[WHAT THIS TASK INVOLVES]: Copy the records from their first line up to and including the line with "left=89, top=181, right=97, bottom=187", substituting "windshield wiper" for "car wiper" and changing nothing else, and leave the pictures out of your copy.

>> START

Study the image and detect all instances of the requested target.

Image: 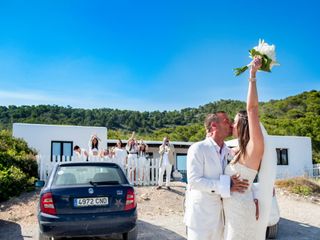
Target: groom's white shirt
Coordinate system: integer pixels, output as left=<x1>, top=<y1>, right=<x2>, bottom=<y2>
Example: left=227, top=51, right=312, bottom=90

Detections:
left=184, top=138, right=230, bottom=233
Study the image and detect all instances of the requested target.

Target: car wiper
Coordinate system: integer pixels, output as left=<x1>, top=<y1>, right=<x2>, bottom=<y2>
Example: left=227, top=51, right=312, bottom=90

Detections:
left=90, top=181, right=119, bottom=186
left=89, top=181, right=97, bottom=187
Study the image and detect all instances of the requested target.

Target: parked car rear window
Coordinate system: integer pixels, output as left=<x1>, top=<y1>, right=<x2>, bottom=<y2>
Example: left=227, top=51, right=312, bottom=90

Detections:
left=52, top=165, right=126, bottom=186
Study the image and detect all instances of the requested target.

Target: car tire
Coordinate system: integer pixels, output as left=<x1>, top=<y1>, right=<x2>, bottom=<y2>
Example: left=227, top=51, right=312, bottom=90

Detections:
left=122, top=227, right=138, bottom=240
left=38, top=230, right=52, bottom=240
left=266, top=223, right=278, bottom=239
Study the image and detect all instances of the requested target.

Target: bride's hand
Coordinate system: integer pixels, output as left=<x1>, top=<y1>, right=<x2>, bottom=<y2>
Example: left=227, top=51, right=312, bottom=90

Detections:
left=253, top=199, right=259, bottom=220
left=250, top=56, right=262, bottom=78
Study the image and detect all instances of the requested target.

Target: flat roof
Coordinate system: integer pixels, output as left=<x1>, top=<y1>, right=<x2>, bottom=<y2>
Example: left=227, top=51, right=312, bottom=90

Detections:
left=13, top=123, right=107, bottom=129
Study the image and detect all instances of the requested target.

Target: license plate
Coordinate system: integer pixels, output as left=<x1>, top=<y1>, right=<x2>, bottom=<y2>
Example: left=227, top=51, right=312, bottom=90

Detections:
left=73, top=197, right=108, bottom=207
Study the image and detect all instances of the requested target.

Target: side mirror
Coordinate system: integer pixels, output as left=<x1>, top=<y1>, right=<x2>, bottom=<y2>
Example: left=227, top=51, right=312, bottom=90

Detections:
left=34, top=180, right=45, bottom=188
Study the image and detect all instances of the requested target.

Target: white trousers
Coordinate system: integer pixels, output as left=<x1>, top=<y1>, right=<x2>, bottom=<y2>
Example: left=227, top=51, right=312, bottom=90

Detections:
left=158, top=163, right=172, bottom=187
left=188, top=227, right=223, bottom=240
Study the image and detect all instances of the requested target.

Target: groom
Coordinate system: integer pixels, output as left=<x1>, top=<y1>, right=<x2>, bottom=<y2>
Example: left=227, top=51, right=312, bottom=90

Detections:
left=184, top=111, right=248, bottom=240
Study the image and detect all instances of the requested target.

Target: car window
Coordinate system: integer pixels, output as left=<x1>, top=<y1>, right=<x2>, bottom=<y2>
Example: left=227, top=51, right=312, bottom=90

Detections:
left=52, top=165, right=126, bottom=186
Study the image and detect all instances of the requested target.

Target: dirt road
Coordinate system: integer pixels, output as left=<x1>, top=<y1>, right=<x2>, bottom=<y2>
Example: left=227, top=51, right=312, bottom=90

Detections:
left=0, top=183, right=320, bottom=240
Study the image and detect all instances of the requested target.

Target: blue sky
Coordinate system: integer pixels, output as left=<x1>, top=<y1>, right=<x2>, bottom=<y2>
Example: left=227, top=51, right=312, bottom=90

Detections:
left=0, top=0, right=320, bottom=111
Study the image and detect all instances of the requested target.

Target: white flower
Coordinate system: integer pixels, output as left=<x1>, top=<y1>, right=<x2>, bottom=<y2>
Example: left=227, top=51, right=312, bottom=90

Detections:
left=253, top=39, right=279, bottom=69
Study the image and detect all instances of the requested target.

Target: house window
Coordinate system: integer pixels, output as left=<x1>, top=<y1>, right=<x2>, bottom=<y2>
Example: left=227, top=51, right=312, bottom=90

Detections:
left=176, top=153, right=187, bottom=172
left=51, top=141, right=73, bottom=162
left=276, top=148, right=288, bottom=165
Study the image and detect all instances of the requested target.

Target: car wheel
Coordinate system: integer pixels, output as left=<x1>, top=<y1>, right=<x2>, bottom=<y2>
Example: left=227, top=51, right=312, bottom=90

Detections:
left=38, top=230, right=51, bottom=240
left=122, top=227, right=138, bottom=240
left=266, top=223, right=278, bottom=239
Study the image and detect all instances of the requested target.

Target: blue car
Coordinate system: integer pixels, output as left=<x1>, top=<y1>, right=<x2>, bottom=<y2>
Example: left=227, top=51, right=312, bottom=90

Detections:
left=36, top=162, right=138, bottom=240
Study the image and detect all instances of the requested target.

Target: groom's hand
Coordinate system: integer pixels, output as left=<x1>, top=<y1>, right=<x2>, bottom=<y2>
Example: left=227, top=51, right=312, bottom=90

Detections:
left=230, top=175, right=249, bottom=193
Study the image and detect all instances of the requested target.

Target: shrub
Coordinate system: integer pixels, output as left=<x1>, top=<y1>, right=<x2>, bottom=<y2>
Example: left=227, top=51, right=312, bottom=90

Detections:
left=0, top=131, right=38, bottom=201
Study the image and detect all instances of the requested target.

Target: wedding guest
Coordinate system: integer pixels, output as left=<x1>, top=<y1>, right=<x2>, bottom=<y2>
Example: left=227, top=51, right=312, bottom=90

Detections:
left=73, top=145, right=88, bottom=161
left=113, top=139, right=128, bottom=174
left=100, top=149, right=114, bottom=162
left=157, top=137, right=174, bottom=190
left=88, top=135, right=101, bottom=161
left=126, top=132, right=139, bottom=184
left=138, top=139, right=150, bottom=184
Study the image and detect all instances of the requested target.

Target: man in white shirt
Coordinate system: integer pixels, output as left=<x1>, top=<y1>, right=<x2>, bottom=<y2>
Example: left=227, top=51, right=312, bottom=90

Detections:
left=157, top=137, right=174, bottom=190
left=113, top=139, right=128, bottom=174
left=73, top=145, right=88, bottom=161
left=184, top=112, right=248, bottom=240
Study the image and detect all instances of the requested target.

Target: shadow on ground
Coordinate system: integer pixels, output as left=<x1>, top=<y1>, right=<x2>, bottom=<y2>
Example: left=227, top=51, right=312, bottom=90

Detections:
left=277, top=218, right=320, bottom=240
left=0, top=189, right=40, bottom=211
left=55, top=220, right=186, bottom=240
left=0, top=219, right=24, bottom=240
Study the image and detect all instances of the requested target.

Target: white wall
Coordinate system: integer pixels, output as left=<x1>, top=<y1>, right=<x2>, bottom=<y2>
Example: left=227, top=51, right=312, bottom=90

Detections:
left=270, top=136, right=313, bottom=178
left=13, top=123, right=107, bottom=155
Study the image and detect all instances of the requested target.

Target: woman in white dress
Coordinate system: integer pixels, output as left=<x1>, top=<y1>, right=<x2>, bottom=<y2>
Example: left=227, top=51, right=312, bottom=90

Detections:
left=223, top=57, right=264, bottom=240
left=88, top=135, right=101, bottom=161
left=113, top=139, right=128, bottom=174
left=126, top=132, right=139, bottom=184
left=138, top=139, right=150, bottom=185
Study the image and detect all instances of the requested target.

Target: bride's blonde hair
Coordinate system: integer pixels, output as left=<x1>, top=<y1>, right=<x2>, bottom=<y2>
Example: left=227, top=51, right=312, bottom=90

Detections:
left=232, top=110, right=250, bottom=163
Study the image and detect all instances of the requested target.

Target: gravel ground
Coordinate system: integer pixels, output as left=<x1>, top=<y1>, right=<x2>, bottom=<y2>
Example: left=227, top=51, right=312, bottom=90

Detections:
left=0, top=183, right=320, bottom=240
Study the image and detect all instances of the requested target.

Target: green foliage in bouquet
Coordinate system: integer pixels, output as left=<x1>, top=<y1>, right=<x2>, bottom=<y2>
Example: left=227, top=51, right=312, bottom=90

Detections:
left=234, top=49, right=272, bottom=76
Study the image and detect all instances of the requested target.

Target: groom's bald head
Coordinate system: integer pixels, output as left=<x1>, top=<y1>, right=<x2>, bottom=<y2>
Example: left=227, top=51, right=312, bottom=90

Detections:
left=204, top=111, right=232, bottom=138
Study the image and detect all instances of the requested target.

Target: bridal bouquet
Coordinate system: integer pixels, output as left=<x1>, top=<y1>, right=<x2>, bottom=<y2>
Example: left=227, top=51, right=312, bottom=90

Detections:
left=234, top=39, right=279, bottom=76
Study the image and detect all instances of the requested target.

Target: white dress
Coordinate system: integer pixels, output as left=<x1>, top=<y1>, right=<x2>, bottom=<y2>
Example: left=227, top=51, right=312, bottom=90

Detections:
left=223, top=163, right=257, bottom=240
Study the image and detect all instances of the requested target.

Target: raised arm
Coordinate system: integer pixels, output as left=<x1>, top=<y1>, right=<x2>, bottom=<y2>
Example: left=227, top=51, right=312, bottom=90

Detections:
left=247, top=57, right=264, bottom=169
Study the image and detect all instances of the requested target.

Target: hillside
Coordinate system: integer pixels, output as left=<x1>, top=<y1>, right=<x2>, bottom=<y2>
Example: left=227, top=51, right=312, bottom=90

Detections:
left=0, top=90, right=320, bottom=162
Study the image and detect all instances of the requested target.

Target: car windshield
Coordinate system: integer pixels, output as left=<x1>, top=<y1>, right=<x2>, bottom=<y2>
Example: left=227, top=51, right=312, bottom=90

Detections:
left=53, top=165, right=126, bottom=186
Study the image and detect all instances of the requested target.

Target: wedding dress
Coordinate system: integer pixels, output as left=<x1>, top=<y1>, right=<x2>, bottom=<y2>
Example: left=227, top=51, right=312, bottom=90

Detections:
left=223, top=163, right=257, bottom=240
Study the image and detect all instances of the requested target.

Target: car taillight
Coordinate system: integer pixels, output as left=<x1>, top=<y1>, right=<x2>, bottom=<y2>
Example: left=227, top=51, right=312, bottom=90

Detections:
left=124, top=188, right=136, bottom=210
left=40, top=192, right=57, bottom=215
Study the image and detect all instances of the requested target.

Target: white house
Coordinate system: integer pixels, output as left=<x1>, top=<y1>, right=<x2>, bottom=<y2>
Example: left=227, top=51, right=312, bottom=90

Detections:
left=12, top=123, right=107, bottom=161
left=13, top=123, right=313, bottom=179
left=227, top=135, right=313, bottom=179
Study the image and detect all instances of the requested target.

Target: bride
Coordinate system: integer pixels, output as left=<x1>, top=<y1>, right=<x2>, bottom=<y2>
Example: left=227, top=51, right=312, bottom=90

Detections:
left=223, top=57, right=264, bottom=240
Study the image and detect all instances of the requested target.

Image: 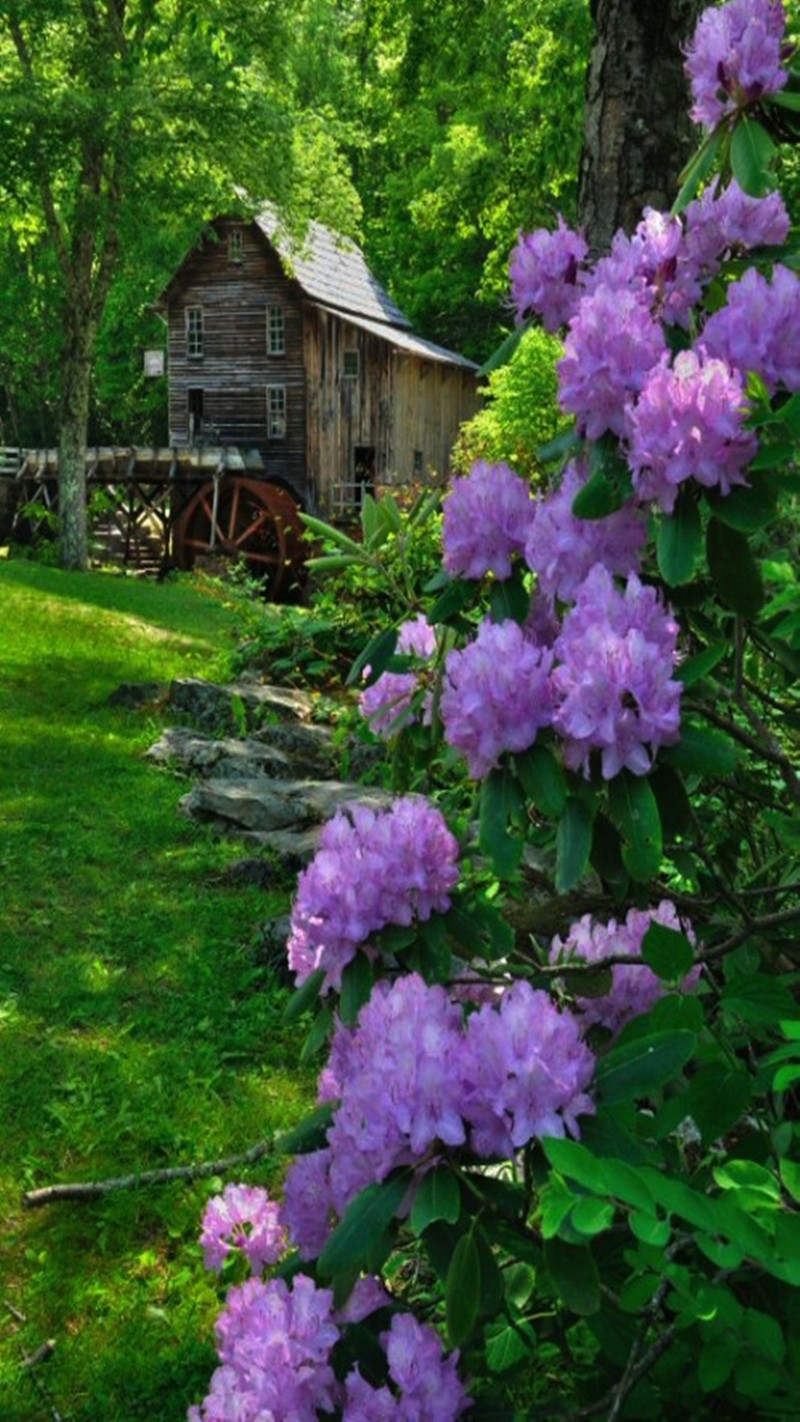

>> END

[REPLY]:
Study the image and detect all instances of the requested target.

Image: 
Target: groom's white shirt
Coordinate system: integer pixels, output as left=<x1>, top=<y1>, right=<x2>, bottom=<y2>
Example: left=227, top=51, right=312, bottom=90

Detections:
left=184, top=138, right=230, bottom=233
Study the image and detect all instances of the requested target.

Target: windshield wiper
Coordinate system: integer pixels, output as left=<x1>, top=<y1>, right=<x2>, bottom=<y2>
Example: left=227, top=51, right=312, bottom=90

Detections:
left=90, top=181, right=119, bottom=186
left=89, top=181, right=97, bottom=187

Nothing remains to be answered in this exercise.